DOCUMENT SEGMENT:
# Cosag Marine Services Ltd of Great Yarmouth



## Rafal Zahorski

Hello to Everybody!

I am desperately looking for any contact with Cosag Marine Services Ltd of Great Yarmouth. I was searching full internet but unfortunately they are not existing. Who knows - please help me. They had in the past 1973-1976 our vessel MV Bembridge - so I am trying to contact anybody who can help me to restore a history of our vessel from a time when she was working for Cosag Marine Services Ltd. Many thanx in advance Rafal


----------



## david freeman

at a loss to help: There is insufficient information? What was the ship? what did she do to earn a crust and what was your task? Geologists, crew, scientists, oceanographer, passenger or supernumary? I suggest to look at a Lloyds Register of shipping Ships register to obtain some basic details such as: where buily. where registered, made of wood/steel/aluminium, how many crew and engine details and type of vessel.


----------



## Thamesphil

Rafal, I believe that Cosag Marine Services specialised in marine surveys, mainly for the offshore oil and gas industry. They ceased trading many years ago, but someone here may have worked for them at one time and be able to fill you in a bit more.

Good luck!
Phil


----------



## Nick Balls

This is interesting......It's possible that this company may know
COSAG DIVING LTD

Address:

75 GT MELTON RD
HETHERSETT
NORWICH
Norfolk 
NR9 3HB


----------



## Rafal Zahorski

Hello many thanks for all your posts. 

Dear David - I know all these details about our vessel - I do not know only that part of her history related to her service for Cosag - that's why I must find anybody from their team from Great Yarmouth. They were finally selling our vessel in 1976 after a very serious fire in engine room. Please come on our www - so you will know what we know. 

Dear Phil, great thanks for your suggestion - so thats why I am looking for any members of Cosag team. I have already one of them and he gave me an e-mail to a next one. One day I will find their management. Anyway it was 33 years ago. 

Dear Nick - thanx - I will write them an e-mail. 

Greeting to all of you Rafal


----------



## adm

Cosag Marine was an offshore company from Aberdeen. They were active in the early 1980's but i am fairly sure they were finished by the middle of the decade
Their address was
Cosag Marine Services
Leading Lighthouse
Torry
Aberdeen.

They operated the 
Bembridge, 
Sperus (ex northren Light "Hesperus", built 1939)
Hydragale
Jesmar, later sold to Jesmar Shipping.

All survey vessels, operating in the North Sea, Medi and West Africa.
Owners were 
Mike Davenport and John Lee. After Cosag they went to run small coasters carrying coal.
I dont know what happened after that.

RECORDED DATA:
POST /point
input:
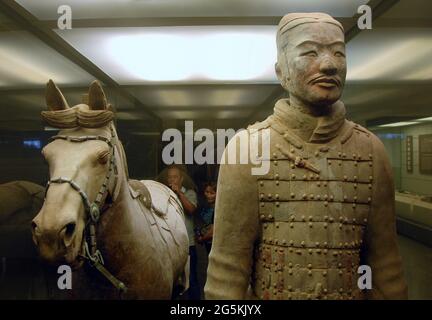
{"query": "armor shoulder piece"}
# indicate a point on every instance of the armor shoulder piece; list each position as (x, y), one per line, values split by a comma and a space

TASKS TO COMPLETE:
1) In the forum thread about Cosag Marine Services, what happened to the vessel before it was sold in 1976?
2) Carry on the forum thread about Cosag Marine Services from the point where it stops.
The material is separate from the forum thread.

PER-TASK ANSWERS:
1) A very serious fire broke out in its engine room.

2)
----------



## Rafal Zahorski

Dear Adm, great thanks. You gave me a lot of details. I will try to find that guys. If I will succeed - than I will let you know here. Once again many thanks my friend. You helped me a lot!!! Greeting Rafal


----------



## Rafal Zahorski

*We just created a special ddedicated page*

Hello, 

Our searching is slowly bringing something. We have already created a special page. It is on www.bembridge.pl - you should clock on Cosag Marine Services box. The direct link is here:

http://www.bembridge.pl/cms.php?pid=342

If anybody can help to extend our knowledge - we will be very grateful.

Have a nice weekend Rafal


----------



## Rafal Zahorski

Hello, we published one Deck Log Book from 1975. That time she was owned just by Cosag marine Services. It is most probably the last one what is existing. 

So please look at her Deck Log Book:

http://www.bembridge.pl/cms.php?lid=pl&gid=46230

She was involved in British Crude oil and gas searching on the North Sea. She was involved in building of the first British Oil Platform and first under water pipe line too. 

Next we will publish her Chief Mate Log Book - from 1975 too. There is a full crew list over there. One day we will find more crew members from Cosag Marine Services time so 1972 - 1976.

Many thanks anybody for any help in that matter.

Best greeting Rafal


----------



## Rafal Zahorski

*1975 - Chief Officer's Log Book*

Hello,

Let me tell you that we have just published a next log book - now made by Chief Mate in 1975.

http://www.bembridge.pl/cms.php?lid=pl&gid=46437

On fourth page there is a full list of her crew during Cosag Marine Services time.

Best greeting Rafal


----------



## Rafal Zahorski

*Our Cosag page is now updated*

Hello!

I have just finished a last update. There are many changes and many new facts. Maybe someone will help us to develop it more. 

The story begin as follow:

The Company Cosag Marine Services Ltd. (from Coastal Aggregates) was founded by Mike Davenport, John Norton Lea and Mike Woodall in 1970. They were all Second Mates with Athel Line in UK before deciding to buy a small trawler for Safety Standby work in North Sea.

The Cosag logo was red, gray and black and shaped like a sonar beam.

Cosag Office was at Ocean House, 89 Northside, Clapham Common, in London.
The Operations Office was at Fellowes Shipyard, Southtown Rd, in Great Yarmouth while there was a small superintendents office at The Leading Lighthouse, Torry, in Aberdeen.

First ship was m/v Max Reimann - trawler built in Rostock, in Eastern Germany in1951.

Next was m/v Tikker (ex 'Sheila Homan' sister ship to Max Reimann)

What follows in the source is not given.